TASK REQUIREMENTS
Rewrite the items below with every occurrence of "tag every instance" changed to "mark each instance" and nothing else altered. Leave out the pictures.

>> START SOURCE MATERIAL

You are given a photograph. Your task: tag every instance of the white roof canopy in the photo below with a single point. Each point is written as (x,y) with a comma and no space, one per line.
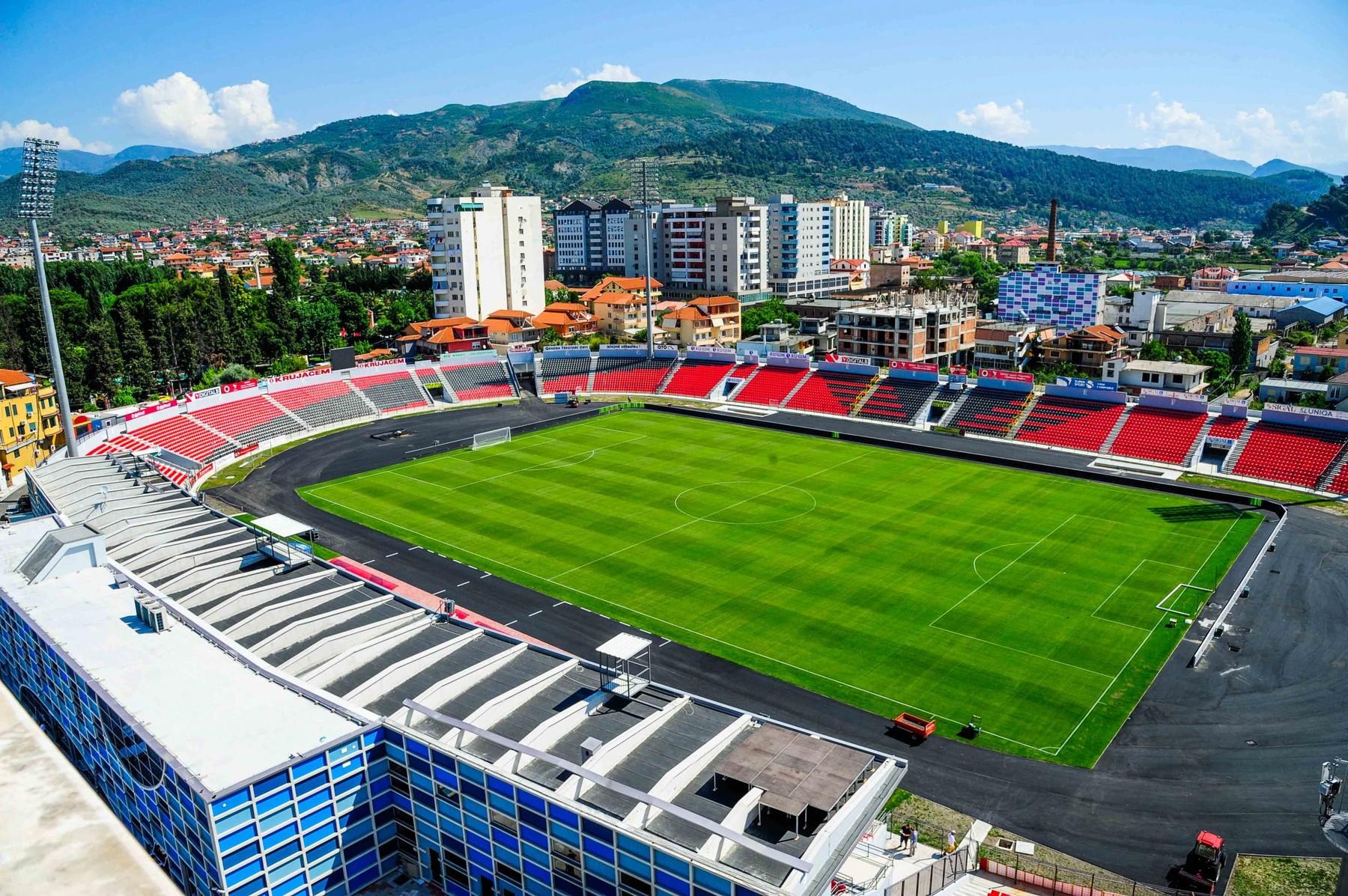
(282,525)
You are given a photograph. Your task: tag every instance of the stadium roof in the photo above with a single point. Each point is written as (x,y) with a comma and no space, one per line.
(316,653)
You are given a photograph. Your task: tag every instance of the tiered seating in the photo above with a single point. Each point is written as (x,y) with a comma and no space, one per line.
(170,473)
(696,379)
(325,403)
(1075,424)
(623,375)
(119,444)
(1339,484)
(827,392)
(397,391)
(1159,434)
(183,436)
(482,380)
(249,421)
(1292,454)
(566,375)
(896,400)
(771,384)
(990,411)
(1228,427)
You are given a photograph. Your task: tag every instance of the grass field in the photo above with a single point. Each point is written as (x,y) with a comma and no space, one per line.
(887,579)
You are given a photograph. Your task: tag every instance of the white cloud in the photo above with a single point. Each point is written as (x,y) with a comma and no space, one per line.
(1332,109)
(992,121)
(13,135)
(1172,123)
(1258,135)
(608,72)
(181,109)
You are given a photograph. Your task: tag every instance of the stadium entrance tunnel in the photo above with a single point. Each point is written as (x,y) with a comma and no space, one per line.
(746,503)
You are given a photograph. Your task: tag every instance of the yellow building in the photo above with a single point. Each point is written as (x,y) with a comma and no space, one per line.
(30,424)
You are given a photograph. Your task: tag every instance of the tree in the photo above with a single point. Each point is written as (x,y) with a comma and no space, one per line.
(1242,344)
(1154,350)
(755,316)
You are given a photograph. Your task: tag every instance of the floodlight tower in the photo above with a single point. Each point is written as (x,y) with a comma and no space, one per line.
(646,192)
(37,193)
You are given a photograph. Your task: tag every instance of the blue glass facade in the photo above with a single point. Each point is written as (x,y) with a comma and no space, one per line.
(343,817)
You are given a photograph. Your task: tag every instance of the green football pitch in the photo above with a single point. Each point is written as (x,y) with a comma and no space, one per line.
(889,579)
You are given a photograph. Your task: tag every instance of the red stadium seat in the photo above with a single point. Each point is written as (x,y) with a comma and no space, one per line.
(1159,434)
(1076,424)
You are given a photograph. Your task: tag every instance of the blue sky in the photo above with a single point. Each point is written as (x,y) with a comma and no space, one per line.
(1242,79)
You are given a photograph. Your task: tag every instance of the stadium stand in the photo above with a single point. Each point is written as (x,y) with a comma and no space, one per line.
(119,444)
(696,379)
(825,392)
(1159,434)
(626,375)
(183,436)
(771,384)
(1294,454)
(324,403)
(1075,424)
(479,380)
(1227,427)
(896,400)
(991,414)
(249,421)
(397,391)
(565,375)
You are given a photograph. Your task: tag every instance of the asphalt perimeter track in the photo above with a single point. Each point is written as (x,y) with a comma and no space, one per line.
(1233,746)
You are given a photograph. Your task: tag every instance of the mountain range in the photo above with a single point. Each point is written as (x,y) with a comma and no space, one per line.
(91,162)
(1179,158)
(714,136)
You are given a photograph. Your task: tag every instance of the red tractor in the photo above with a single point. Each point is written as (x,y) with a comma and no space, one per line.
(1201,867)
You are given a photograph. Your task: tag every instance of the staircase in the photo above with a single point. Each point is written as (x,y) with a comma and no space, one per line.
(955,406)
(1230,464)
(1323,483)
(866,395)
(1118,424)
(289,412)
(1021,417)
(363,397)
(448,391)
(669,375)
(1196,449)
(795,390)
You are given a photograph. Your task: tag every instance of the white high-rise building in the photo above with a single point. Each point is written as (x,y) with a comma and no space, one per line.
(485,252)
(849,228)
(697,249)
(800,249)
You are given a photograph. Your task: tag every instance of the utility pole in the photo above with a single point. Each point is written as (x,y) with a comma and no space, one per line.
(37,195)
(646,190)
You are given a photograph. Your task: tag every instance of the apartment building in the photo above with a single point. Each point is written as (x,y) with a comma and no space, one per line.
(911,326)
(801,249)
(1046,294)
(485,252)
(591,240)
(709,320)
(30,424)
(704,249)
(849,228)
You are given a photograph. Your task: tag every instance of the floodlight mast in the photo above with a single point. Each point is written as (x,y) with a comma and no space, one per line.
(37,195)
(646,192)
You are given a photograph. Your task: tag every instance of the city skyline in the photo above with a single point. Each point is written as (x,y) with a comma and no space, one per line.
(185,80)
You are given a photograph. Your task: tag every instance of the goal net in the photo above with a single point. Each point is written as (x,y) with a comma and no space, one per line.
(491,437)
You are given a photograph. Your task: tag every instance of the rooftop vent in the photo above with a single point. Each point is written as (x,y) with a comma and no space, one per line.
(61,552)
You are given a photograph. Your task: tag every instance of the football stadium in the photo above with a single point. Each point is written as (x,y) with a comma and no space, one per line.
(678,626)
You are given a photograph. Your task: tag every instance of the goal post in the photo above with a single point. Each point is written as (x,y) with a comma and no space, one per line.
(491,437)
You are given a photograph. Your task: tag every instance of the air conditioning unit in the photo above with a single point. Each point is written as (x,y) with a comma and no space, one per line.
(151,612)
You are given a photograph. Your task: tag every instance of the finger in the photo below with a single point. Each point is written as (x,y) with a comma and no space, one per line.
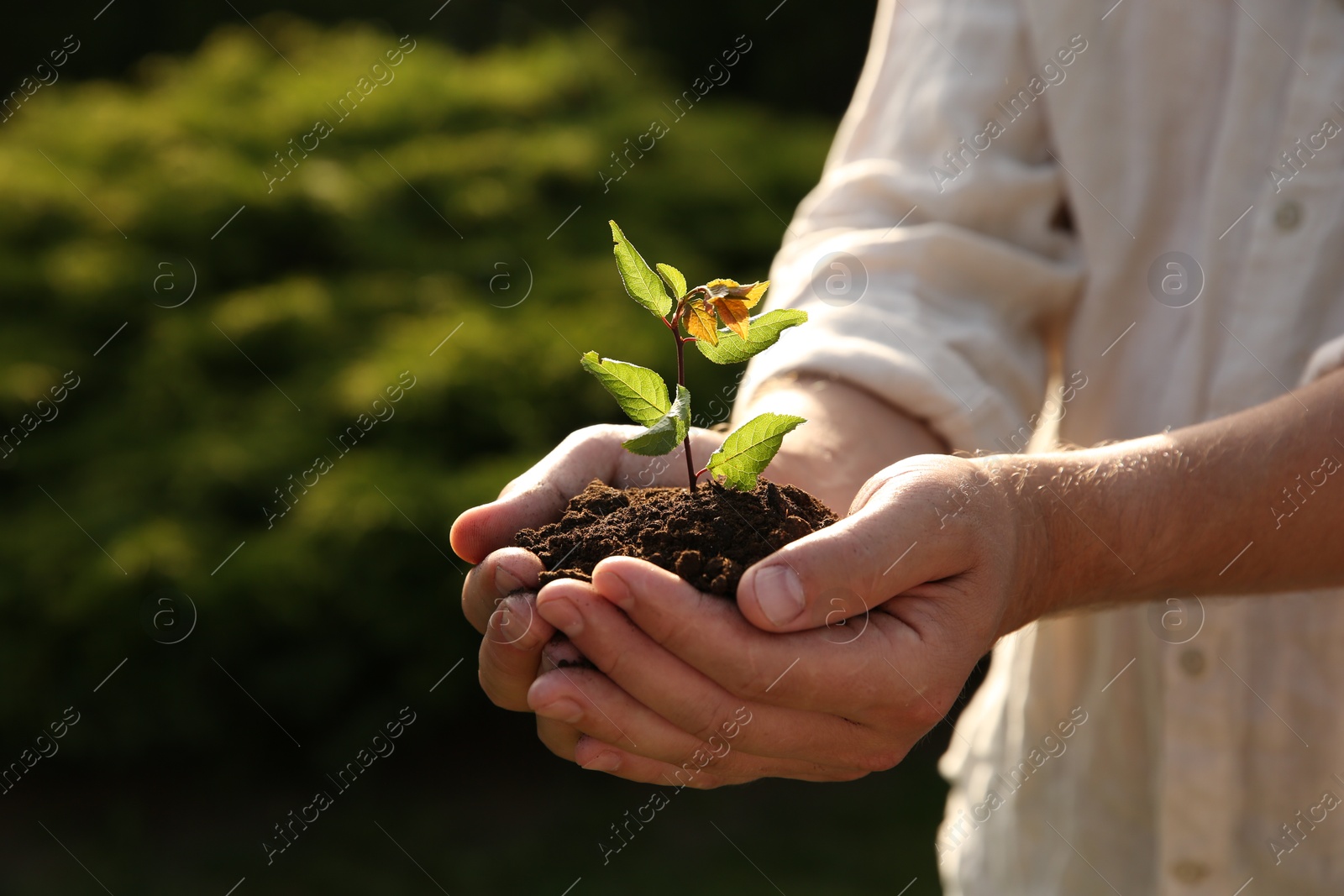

>> END SOURCE MATERIAL

OUTPUT
You are given a photograph. Your task: mark each instance of the white roof canopy in the photo below with a single point. Each point is written as (x,y) with a comma and no space, one per line.
(282,525)
You are given a photograph. Your task: mark each instance of the stadium roof in the photo above with a single point. Each point is written as (x,y) with a comma and no space, one per line.
(316,653)
You are given a photograph. Your task: mark each instance of the tiered seating in the photo above with a single point. Each point is written as (x,y) with a comma and no space, one per line.
(170,473)
(696,379)
(325,403)
(1075,424)
(623,375)
(119,444)
(1339,484)
(827,392)
(397,391)
(1159,434)
(183,436)
(482,380)
(249,421)
(1292,454)
(566,375)
(896,400)
(771,384)
(990,411)
(1228,427)
You are given a photograph. Your task: mark each instance of the grass field in the photo above with a single point. Each point is written as (x,y) with a comma and no space, one per line.
(887,579)
You are given a photograph. Your task: mark each instance of the white cloud in the photo above with a single point. Each point is written as (x,y) with a comma and no space, one per line.
(1332,109)
(992,121)
(13,135)
(1172,123)
(1258,135)
(608,72)
(181,109)
You are given a photograph. Your task: mark each instance of the stadium entrance tunnel in the photo above with a single point. Each point is written as (x,y) with a comma and no space, one per line.
(746,503)
You are given a photograph. Your task: mark each instance of the yellow building in the photo above with a single point. Each point is written as (x,y) with a comma and no space, one per line.
(30,424)
You are given a photograph. Your task: mark each instance of the tree in the photo above with a single point. Each point is written as (x,y) with a comma and no space, one per line.
(1242,344)
(1154,350)
(755,316)
You are given a photograph. Your task: mark each instance of the floodlight tower in the photo above with a single point. Each point is written as (x,y) with a comma and no space, one per line.
(646,192)
(37,193)
You are given a photograph. Your task: mark each instance of the blue glass facade in the photo above with a single point. Each point is written as (x,y) with a comma and no space, one per line.
(343,817)
You are given a photograph. Your task: mark each instance of the green football pitch in the photo above with a single point. Each point is written as (x,y) with a comma and no space, one per line.
(889,579)
You are given a photograph. Your task: mark each instance of the red stadium seat in the photo above with a single point. Each point is written as (x,y) with a comma and no space, one per line.
(1159,434)
(1076,424)
You are given a photograph. Your task: mark each instance of the blue sky in the photo above with a single point. Each point is written as (x,y) with a comma and no space, one per line.
(1242,79)
You are given a photograph. Your task: mark each instance of the stadium stand in the photo above with a single point. Each point is written as (x,y) with a comma and no space, one per line.
(119,444)
(696,379)
(825,392)
(1159,434)
(626,375)
(183,436)
(771,384)
(1294,454)
(324,403)
(1075,424)
(479,380)
(1227,427)
(896,400)
(991,414)
(249,421)
(397,391)
(565,375)
You are given a photograph. Your task: mark each instance of the asphalt perimeter track in the photo above with a single point. Each point is written as (x,y) with a comma and no space, one per line.
(1233,746)
You are given a photograph. Your task: mark each instance of the mountain range in the photo above with a single point. Each point is written as (x,y) with a comma and no space, one per line.
(91,162)
(1179,158)
(714,136)
You are given a photograph. Your task: mark each instance of the red tractor in the photo above with a single point. Each point is written as (x,y) with a comma and no space, one per line.
(1201,867)
You are given a photograph. Your task: mark each instance of the staircase in the photo above with a single point. Each point is written as (x,y) with a comma and no space, one per line.
(955,406)
(1230,464)
(1323,483)
(866,395)
(1118,424)
(289,412)
(1021,417)
(363,397)
(448,391)
(669,375)
(1196,449)
(795,390)
You are given a photograph. Your task: mark each instance of the white high-rise building in the photo above with a single point. Each point is written as (x,y) with a comma and no space, one per line.
(485,252)
(849,228)
(697,249)
(800,249)
You are given a photograph. Your task: mark each instance of the utility pole in the photo above with a single point. Each point is written as (x,y) with a comma and no space, one per line.
(37,195)
(646,190)
You are given a photograph. Your task: mark each instance of the apartment building in the photo above with a single point. Each point is written as (x,y) with a comma and no space, one per line.
(911,326)
(801,249)
(1046,294)
(485,252)
(591,240)
(709,320)
(30,424)
(704,249)
(849,228)
You are given a photograph. Your task: mark each instance of the floodlight mast in the photo above with a single point. Each point is written as (x,y) with a comma and no space, one per line.
(37,195)
(646,192)
You are given a photograph. Your task: mark each instance of the city skyline in the photo above with a single point. Each point is written as (x,y) with a comma and no space, one per line.
(185,80)
You are given a photograph. Your task: mark each instance of the goal net in the photo above with a single point. Each point is written as (x,y) with a comma and no space, one per line.
(491,437)
You are given a photograph. Your task: mark each instance of the rooftop vent in the photo above with a single point. Each point is written as (x,y) with a comma and no space, one per line.
(61,552)
You are given a photograph. Your task: mark each instance of the football stadium in the photo above with a single point. Each point is written as (x,y) with a comma and no space, one per line.
(678,626)
You are given a photograph. Your task: mark each instance of the goal post in the photo above with a single point. Each point is written as (x,y) with a comma and no space, one per line.
(491,437)
You are given a photograph. Your task: mark each instance of the air conditioning unit in the photo above with a single point. Each point is written as (x,y) with a comma and no space, one per line.
(151,612)
You are given a photograph. Your task: mark each instance of the finger in the photo below with a single point. Each point is written as (x,y) with a comma and no space, one per line.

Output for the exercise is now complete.